Study material section start
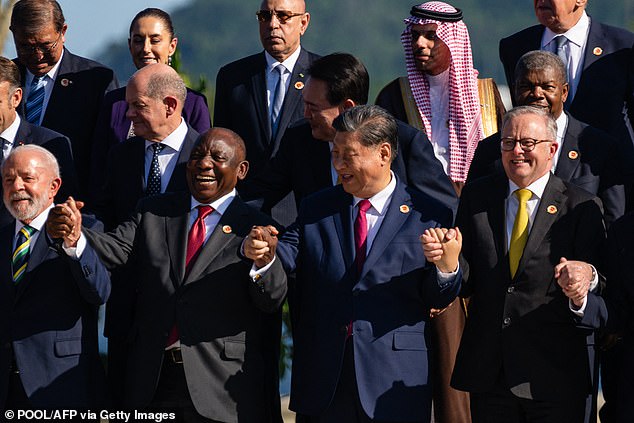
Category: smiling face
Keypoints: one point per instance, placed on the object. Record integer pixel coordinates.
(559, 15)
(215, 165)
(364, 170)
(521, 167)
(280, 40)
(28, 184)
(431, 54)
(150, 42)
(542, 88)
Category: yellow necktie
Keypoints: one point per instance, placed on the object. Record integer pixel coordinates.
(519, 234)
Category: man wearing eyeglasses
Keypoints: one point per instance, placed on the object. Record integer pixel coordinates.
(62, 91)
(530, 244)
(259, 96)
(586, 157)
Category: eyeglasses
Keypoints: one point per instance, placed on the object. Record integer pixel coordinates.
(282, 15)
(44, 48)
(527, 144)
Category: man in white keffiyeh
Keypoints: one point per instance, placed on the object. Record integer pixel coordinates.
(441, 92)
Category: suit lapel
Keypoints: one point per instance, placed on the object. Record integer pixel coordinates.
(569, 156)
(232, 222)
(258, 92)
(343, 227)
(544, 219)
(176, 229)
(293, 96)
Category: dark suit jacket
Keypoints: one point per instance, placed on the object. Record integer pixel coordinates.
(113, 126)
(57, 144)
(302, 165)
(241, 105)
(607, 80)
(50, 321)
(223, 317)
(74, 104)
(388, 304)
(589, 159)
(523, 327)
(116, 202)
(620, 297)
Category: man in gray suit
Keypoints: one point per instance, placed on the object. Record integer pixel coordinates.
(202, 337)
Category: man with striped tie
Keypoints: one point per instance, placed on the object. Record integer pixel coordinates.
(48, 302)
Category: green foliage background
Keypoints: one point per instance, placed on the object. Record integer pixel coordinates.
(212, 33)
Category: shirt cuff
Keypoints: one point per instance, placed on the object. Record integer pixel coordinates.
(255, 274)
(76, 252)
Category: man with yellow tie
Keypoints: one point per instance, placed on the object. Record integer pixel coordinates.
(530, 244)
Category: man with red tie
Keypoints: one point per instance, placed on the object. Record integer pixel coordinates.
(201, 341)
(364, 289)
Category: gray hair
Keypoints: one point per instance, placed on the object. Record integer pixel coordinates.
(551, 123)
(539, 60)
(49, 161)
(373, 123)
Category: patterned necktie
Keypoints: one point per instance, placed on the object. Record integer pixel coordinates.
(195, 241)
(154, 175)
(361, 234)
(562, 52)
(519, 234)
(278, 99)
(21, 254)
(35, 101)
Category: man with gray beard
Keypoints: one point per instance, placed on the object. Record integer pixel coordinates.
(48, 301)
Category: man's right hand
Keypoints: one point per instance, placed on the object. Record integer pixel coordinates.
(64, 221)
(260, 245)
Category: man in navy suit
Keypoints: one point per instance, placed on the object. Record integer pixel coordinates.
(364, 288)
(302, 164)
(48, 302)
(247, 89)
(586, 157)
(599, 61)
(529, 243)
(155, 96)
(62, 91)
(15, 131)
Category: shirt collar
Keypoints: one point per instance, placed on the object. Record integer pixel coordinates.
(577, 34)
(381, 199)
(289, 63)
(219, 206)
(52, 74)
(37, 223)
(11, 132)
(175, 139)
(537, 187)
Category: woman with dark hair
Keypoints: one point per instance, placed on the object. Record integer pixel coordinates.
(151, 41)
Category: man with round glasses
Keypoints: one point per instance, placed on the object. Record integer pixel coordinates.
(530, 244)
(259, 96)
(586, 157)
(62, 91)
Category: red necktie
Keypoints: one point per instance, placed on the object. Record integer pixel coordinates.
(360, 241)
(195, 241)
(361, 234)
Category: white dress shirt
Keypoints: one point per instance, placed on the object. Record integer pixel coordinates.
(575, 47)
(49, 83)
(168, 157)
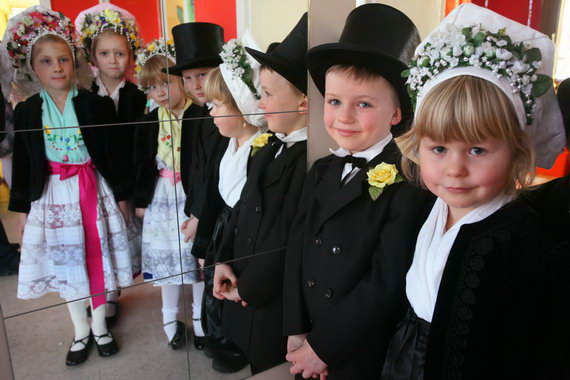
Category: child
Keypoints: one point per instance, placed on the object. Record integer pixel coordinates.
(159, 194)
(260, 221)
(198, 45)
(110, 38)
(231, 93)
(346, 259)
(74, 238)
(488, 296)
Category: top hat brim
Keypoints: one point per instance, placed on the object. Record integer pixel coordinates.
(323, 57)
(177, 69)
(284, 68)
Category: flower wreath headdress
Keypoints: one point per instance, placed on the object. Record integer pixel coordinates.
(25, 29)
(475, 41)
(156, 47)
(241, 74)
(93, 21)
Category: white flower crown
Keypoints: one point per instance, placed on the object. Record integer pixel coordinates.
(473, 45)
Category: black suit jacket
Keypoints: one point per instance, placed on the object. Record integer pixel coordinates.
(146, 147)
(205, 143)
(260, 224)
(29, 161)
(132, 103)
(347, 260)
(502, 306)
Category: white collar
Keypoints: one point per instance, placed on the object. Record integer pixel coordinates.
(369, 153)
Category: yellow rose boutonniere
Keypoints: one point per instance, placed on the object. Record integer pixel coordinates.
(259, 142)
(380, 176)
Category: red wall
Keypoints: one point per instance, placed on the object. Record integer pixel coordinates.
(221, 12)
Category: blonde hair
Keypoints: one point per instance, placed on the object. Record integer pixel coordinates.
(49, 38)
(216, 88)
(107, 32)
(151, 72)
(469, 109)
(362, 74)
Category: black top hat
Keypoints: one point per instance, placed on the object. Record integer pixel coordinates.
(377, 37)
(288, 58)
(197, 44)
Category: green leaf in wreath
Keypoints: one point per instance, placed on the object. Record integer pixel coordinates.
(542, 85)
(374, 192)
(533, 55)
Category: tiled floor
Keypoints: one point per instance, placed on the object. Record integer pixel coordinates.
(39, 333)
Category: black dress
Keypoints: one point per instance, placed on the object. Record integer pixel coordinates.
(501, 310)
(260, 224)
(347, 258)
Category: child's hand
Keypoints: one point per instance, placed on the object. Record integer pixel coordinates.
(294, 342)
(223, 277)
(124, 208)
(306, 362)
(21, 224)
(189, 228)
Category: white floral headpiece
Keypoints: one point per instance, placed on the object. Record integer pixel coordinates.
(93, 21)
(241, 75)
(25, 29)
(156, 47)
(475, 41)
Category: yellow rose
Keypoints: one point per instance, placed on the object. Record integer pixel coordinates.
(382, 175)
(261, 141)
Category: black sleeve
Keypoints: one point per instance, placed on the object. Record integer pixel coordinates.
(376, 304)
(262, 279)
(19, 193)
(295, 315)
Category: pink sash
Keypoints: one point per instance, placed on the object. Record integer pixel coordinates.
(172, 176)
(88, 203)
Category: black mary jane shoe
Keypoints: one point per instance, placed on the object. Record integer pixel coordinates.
Study material section end
Study material section start
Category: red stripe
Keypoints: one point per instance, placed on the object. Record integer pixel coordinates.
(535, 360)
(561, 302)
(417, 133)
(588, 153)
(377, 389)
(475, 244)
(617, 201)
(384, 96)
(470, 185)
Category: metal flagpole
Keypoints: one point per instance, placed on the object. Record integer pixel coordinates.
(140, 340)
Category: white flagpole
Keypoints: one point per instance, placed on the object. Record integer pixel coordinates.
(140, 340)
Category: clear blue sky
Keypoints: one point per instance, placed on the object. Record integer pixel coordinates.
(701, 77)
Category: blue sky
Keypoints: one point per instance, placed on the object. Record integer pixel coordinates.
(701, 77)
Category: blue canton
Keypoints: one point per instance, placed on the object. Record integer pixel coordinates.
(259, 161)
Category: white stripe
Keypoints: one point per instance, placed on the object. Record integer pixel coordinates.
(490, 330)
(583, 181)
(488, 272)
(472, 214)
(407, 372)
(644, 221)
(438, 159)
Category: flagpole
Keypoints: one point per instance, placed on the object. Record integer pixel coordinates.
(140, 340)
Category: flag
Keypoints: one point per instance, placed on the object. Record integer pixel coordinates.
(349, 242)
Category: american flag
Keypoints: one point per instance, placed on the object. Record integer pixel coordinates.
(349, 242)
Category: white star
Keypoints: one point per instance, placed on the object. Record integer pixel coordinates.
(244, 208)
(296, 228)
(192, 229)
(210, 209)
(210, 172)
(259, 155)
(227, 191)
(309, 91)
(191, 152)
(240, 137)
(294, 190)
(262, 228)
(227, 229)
Study material section end
Task brief: Search the listing above for the lines with "Category: smiling face" and "Category: suit lapel", then output those lines and all lines between them exactly.

Finished task:
Category: smiling face
Keypoints: one point per instance, placed on the object. Record integer pixel coordinates.
(559, 15)
(215, 165)
(364, 170)
(521, 167)
(280, 40)
(28, 184)
(431, 54)
(150, 42)
(542, 88)
Category: yellow necktie
Keypoints: one point per instance, placed on the object. Record integer pixel coordinates.
(519, 234)
Category: man wearing eyeglasses
Keypoints: one point per instance, placed on the object. Record integer pixel coordinates.
(62, 91)
(530, 244)
(259, 96)
(586, 157)
Category: eyeglasses
Keypoints: one point per instance, placed on the object. Record integer pixel coordinates.
(282, 15)
(44, 48)
(527, 144)
Category: man in white keffiyeh
Keypoints: one point per instance, placed on the object. Record integer pixel coordinates.
(441, 92)
Category: suit lapel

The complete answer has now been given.